- [GIVEN REQUEST]: Find each line in the material below that contains the word "leaf" and copy those lines out. Case counts.

□ □ □ □ □

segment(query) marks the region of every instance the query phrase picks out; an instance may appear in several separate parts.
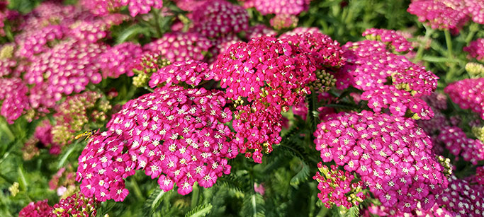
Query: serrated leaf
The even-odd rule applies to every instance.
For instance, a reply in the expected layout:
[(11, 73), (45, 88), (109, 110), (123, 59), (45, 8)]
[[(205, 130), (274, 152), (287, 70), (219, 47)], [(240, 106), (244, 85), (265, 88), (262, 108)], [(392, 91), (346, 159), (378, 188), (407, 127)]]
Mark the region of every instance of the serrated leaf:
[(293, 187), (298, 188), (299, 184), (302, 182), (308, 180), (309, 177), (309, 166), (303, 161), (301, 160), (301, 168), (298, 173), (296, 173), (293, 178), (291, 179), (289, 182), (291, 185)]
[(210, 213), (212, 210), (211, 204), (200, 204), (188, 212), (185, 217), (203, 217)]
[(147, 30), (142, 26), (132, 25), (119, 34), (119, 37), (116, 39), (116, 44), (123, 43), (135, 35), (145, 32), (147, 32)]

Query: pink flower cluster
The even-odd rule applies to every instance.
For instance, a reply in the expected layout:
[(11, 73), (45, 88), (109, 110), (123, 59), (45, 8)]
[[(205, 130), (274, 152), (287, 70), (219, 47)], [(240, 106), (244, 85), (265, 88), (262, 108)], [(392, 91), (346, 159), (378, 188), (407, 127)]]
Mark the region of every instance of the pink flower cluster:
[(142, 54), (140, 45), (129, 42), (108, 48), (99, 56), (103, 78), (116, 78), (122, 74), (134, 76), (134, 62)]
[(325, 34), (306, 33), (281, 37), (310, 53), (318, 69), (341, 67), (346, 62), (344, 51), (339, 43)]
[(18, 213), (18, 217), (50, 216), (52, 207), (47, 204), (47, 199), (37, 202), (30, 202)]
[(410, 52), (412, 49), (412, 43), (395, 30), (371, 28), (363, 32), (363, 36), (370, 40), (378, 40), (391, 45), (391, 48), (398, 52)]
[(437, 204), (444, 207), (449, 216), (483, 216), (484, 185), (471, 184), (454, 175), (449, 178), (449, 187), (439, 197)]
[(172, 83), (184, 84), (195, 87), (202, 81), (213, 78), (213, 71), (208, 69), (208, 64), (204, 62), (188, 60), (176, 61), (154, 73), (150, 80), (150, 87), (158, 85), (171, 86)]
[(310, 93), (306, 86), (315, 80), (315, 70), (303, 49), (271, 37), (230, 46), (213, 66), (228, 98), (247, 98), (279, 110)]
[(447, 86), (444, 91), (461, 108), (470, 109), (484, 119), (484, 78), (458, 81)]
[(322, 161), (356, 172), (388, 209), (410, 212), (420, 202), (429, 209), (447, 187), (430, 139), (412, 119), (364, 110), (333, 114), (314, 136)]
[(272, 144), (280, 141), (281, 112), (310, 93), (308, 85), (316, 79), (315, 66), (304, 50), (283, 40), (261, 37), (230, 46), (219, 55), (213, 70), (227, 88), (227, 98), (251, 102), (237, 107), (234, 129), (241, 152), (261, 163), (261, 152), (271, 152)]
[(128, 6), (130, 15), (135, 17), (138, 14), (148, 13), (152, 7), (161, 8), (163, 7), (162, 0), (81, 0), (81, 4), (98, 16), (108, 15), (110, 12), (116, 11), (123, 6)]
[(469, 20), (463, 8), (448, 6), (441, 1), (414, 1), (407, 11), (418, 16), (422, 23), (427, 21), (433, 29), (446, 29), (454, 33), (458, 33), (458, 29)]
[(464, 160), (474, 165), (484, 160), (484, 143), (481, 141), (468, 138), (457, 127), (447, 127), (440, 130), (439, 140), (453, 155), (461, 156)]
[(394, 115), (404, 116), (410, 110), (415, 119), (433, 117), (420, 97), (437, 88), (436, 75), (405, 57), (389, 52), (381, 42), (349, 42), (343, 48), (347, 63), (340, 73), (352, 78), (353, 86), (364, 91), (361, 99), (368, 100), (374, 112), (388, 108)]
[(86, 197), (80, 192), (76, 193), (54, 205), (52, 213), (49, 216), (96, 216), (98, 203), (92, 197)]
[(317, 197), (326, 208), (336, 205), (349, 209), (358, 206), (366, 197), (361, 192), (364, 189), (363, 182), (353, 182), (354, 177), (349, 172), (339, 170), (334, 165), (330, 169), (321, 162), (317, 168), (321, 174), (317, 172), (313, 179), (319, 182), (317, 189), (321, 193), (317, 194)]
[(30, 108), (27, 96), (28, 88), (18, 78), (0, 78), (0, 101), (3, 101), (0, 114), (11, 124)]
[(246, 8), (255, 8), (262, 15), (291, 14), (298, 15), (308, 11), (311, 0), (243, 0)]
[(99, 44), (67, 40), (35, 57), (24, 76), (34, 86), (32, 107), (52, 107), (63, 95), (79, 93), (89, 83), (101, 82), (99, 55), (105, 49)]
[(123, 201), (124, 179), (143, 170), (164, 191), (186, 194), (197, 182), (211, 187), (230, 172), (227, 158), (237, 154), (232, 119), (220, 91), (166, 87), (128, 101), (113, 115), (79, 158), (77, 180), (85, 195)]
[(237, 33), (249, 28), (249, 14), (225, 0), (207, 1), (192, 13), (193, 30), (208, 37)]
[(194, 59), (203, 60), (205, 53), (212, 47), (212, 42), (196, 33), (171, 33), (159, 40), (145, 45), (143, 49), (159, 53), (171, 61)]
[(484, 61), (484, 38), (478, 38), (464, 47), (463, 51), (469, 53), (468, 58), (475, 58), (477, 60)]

□ □ □ □ □

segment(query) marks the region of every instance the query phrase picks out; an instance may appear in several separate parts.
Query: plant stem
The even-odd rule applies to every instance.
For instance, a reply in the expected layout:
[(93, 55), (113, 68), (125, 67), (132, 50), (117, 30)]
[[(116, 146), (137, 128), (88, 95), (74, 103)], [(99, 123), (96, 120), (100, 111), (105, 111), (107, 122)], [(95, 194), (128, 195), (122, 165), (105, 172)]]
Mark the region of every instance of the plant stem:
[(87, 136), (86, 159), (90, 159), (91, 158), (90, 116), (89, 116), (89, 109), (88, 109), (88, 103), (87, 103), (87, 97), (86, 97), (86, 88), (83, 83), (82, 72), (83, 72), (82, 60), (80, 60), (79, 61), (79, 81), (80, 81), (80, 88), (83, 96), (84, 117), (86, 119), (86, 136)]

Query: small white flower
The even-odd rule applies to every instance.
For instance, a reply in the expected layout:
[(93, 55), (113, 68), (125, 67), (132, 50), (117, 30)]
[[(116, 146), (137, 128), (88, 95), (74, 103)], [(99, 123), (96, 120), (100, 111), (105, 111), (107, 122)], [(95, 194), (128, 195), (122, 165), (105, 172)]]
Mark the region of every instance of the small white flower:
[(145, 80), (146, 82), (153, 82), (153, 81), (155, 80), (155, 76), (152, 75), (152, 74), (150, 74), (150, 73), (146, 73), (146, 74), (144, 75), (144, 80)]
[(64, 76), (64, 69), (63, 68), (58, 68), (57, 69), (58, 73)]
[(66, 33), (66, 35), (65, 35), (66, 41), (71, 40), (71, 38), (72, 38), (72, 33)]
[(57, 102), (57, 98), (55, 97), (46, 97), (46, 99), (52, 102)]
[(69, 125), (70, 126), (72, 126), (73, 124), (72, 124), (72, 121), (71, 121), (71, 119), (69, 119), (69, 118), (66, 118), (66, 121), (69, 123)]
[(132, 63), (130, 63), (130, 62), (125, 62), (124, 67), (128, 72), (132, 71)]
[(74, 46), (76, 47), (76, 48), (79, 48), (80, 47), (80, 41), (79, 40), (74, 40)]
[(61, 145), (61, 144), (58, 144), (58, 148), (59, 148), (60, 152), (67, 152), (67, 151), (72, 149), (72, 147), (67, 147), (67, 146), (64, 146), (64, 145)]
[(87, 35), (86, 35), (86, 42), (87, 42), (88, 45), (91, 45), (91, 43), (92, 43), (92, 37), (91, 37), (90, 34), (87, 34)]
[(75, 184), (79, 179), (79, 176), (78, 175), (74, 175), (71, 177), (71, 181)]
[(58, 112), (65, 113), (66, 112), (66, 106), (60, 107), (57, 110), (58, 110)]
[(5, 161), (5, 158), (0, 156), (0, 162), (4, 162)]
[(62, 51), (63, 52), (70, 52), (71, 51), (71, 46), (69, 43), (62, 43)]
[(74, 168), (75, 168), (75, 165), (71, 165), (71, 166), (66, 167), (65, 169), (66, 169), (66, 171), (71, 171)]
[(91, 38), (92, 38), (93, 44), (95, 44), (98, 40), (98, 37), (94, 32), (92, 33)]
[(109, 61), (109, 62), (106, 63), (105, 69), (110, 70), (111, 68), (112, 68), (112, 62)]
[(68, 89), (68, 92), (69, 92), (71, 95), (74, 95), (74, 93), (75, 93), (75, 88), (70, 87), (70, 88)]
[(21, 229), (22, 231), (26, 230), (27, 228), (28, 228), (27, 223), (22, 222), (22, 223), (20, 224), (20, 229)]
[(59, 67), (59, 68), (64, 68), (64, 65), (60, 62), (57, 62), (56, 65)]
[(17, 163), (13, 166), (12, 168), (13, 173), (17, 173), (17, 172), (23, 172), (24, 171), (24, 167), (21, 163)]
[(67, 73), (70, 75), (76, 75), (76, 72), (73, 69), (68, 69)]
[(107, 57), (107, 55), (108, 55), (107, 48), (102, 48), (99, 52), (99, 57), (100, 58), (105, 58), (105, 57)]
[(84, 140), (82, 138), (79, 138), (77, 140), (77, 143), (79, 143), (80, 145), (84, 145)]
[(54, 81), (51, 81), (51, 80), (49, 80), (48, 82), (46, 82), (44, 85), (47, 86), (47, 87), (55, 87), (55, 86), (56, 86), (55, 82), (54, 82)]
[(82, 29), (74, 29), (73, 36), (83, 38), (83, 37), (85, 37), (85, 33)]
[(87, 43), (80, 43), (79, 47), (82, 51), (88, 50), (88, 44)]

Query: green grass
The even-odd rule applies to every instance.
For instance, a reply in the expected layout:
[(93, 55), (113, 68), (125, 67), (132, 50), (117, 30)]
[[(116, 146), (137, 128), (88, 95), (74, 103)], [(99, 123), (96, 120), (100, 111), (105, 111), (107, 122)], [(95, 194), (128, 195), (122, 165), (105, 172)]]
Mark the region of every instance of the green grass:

□ □ □ □ □

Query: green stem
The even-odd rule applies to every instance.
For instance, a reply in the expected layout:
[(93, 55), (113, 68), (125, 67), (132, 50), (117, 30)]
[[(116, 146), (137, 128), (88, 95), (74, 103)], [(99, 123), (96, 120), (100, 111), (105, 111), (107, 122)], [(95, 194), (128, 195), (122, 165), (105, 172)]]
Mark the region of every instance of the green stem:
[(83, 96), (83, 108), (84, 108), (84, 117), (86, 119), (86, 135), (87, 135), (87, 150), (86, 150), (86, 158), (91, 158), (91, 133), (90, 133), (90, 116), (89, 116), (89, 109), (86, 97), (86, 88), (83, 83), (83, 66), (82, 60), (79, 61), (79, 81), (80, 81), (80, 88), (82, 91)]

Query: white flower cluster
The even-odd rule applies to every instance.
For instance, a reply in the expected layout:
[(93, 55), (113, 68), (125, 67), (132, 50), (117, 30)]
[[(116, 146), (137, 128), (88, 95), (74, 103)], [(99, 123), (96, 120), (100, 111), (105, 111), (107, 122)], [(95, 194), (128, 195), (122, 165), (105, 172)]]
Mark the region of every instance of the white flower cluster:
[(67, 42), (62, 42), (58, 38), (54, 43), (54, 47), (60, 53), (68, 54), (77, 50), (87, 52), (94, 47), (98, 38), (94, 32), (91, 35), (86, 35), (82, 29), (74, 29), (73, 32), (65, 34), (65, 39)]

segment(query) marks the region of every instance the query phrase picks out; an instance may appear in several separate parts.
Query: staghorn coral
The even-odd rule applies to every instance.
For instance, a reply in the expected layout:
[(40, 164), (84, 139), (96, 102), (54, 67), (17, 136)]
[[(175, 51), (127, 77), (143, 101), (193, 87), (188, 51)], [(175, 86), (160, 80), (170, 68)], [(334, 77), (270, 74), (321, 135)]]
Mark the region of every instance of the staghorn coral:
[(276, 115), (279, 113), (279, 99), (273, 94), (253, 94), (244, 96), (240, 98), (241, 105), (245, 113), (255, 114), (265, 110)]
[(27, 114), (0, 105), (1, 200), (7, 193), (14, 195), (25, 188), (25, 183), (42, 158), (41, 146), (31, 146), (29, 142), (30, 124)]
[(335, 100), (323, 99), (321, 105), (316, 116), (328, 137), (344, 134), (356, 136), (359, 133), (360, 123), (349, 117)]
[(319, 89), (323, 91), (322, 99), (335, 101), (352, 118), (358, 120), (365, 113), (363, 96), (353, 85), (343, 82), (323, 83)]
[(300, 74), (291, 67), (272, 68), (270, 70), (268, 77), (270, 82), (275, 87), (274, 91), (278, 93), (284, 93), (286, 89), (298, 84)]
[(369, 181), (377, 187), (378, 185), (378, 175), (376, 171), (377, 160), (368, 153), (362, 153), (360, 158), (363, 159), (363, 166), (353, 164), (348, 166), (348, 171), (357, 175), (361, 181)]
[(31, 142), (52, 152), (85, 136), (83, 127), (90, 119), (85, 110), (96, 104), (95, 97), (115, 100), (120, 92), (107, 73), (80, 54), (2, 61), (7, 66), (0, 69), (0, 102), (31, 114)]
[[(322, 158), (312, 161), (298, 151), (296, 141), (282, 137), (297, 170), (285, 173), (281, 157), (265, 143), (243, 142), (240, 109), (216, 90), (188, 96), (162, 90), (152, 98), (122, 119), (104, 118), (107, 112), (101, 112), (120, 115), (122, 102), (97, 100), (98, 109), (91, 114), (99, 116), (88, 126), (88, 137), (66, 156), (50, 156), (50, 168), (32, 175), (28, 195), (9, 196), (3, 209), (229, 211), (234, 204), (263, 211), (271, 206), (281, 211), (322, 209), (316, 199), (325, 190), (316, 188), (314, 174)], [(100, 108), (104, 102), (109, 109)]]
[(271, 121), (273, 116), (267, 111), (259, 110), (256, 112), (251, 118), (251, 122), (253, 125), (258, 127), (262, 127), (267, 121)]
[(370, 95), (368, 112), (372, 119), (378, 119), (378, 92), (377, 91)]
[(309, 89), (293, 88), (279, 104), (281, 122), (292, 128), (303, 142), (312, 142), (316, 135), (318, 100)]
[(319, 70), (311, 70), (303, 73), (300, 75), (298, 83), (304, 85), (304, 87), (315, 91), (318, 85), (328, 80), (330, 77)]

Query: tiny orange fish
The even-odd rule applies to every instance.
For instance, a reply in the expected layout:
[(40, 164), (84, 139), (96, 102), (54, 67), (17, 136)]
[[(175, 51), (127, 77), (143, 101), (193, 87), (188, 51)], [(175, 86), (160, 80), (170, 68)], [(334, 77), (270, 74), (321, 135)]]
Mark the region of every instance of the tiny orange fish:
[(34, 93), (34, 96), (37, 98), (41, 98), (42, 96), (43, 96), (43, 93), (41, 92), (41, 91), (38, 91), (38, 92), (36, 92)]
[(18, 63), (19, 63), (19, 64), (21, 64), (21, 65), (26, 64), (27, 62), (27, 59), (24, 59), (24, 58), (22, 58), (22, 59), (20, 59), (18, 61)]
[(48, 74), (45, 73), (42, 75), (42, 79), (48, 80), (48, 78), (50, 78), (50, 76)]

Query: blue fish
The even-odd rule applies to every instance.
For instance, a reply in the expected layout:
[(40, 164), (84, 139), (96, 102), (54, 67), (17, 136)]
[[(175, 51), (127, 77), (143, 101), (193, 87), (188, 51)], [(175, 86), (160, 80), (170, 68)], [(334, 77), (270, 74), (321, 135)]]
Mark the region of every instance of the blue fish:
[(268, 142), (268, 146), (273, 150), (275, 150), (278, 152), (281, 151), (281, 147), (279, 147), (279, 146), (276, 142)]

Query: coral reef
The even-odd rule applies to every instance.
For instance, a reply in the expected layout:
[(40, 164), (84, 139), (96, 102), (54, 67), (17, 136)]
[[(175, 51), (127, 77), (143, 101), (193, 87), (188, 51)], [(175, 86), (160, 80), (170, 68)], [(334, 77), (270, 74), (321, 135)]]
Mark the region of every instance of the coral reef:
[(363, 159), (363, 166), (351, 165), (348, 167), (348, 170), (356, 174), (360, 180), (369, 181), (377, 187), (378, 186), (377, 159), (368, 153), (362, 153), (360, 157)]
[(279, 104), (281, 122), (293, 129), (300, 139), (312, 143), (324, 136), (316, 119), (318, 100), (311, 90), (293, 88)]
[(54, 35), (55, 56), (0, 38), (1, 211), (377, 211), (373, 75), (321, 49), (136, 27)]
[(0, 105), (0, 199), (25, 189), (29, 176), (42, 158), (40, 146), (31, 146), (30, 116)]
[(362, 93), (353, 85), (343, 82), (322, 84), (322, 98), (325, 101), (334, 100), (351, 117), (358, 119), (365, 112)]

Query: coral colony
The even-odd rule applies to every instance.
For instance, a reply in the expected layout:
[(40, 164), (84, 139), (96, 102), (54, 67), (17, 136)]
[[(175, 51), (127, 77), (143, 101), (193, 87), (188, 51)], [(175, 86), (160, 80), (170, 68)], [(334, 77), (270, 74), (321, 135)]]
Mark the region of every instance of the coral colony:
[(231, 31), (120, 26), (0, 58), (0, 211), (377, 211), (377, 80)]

□ □ □ □ □

- [RESULT OF THIS EXERCISE]:
Query: serrated leaf
Mark the region of every instance of the serrated leaf:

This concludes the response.